» **Problem to work on**
Translate this sentence from the essay on Khen Shish's painting into Spanish: "Her principal claim is that painters today are freer in regards to painting than ever before."

━━━━━ Provided passage ━━━━━

Now, as she unfolds the large canvases – diptychs and triptychs and one pentaptych – measuring in metres and about to be exhibited for the first time at Gordon Gallery, she herself is overtaken. It seems she has completed the transition from drawing to painting. The works, layered with spontaneous touches in a limited palette, have acquired an authoritative air. Painting-painting. An energetic dialectic of covering and erasing; an intimate and free dialogue which seemingly refuses to be locked in a cage of words or of distinct figures; black or golden paint applied directly from the container, by hand and by brush, with a line and with fingertip taps. It was Clement Greenberg who in the 1950s defined such painting as an “event”, training our gazes to follow the traces left by body gestures on the canvas: painting as a collection of testimonies to the painterly act itself, its force or its tenderness, its stutter or its eloquence, its length or its punctiliousness. In the eighties this type of art, which peaked in the fifties, engendered a burst of vibrant neo-expressionist activity, with raw, primitivist forms and emotional, symbolist contents, which looked into the historical and mythical depth and used it as a launch pad to embarkon a fresh painterly adventure. Many artists breathed life into certain aspects of the original abstract expressionism. The neo-expressionist energy came from Europe – Germany, Italy – with mythological artists such as Kiefer and Richter, and the transavantgarde of Clemente, Chia, Cucchi and Paladino, and settled in New York. Israel also saw the development of a strong local-international version of romantic and emotional neo-expressionist painting, for example in the painting of Tsibi Geva. Julian Schnabel, the disputed star of the expressionist return to painting, claimed that the neo-expressionism of the eighties actually emerged in opposition to Greenbergian abstraction. According to him, the new painting offered an “art that was less elitist, less hermetic. Its subject matter was more overtly related to life.” Nonchalant and unpretentious graphic rawness, and a constant movement between the controlled and the uncontrolled received emblematic expression in the art of Jean-Michel Basquiat, which has remained as contemporary as it was at the moment of its birth. “It’s abstract and it’s over the top,” Basquiat summed it up.

Roberta Smith, the New York Times art critic, recently published a piece in which she tried to delineate the state of contemporary painting. Her principal claim is that painters today are freer in regards to painting than ever before. She suggests that today, the encounter between the representational and the abstract seems vital and natural. Painting in her view is in a moment of dazzling balance between the representational and the abstract. The painters who have emerged in the last decade enjoy artistic freedom. They paint what they want in a wide variety of styles, materials and methods.

THE MAKING OF KHEN SHISH

Khen Shish is a ceremonial artist. She wakes up early in the morning, washes the floor in her apartment, washes her hair and only then, as fresh as a daisy, turns to the canvas. More often than not she jumps out of bed impatiently even before sunrise and quickly cleans and gets cleaned so she can go and look at the struggle and wrestling animating the painting on which she was working the day before. Since we are not dealing with painting made from observation of nature, landscape or an object, and since we are not dealing with an enactment of a vision that has taken shape earlier in her mind, and since we are not dealing with any kind of preplanning or prior knowledge, no wonder she is excited and curious about the moment she will look, for the first time, at her creation.

━━━━━ Data extract ━━━━━

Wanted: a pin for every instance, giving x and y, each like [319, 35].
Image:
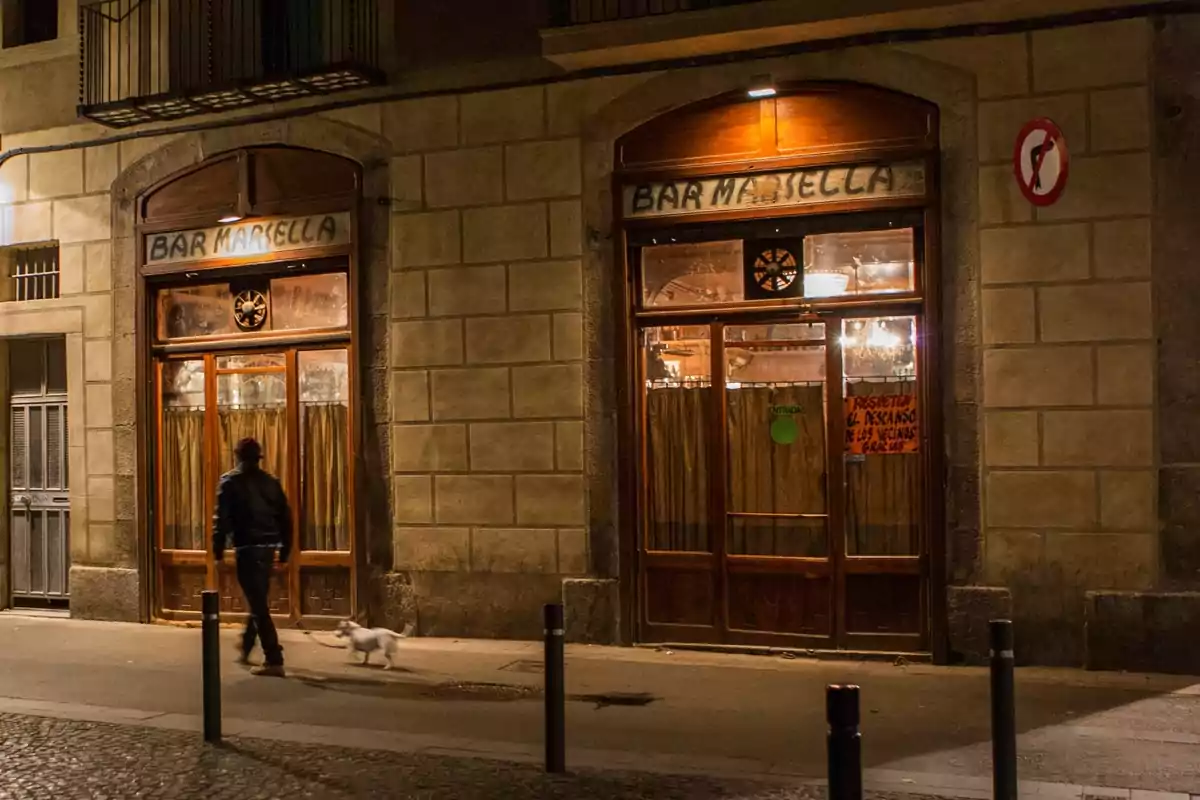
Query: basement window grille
[36, 272]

━━━━━

» **Final result**
Su afirmación principal es que los pintores de hoy son más libres que nunca con respecto a la pintura.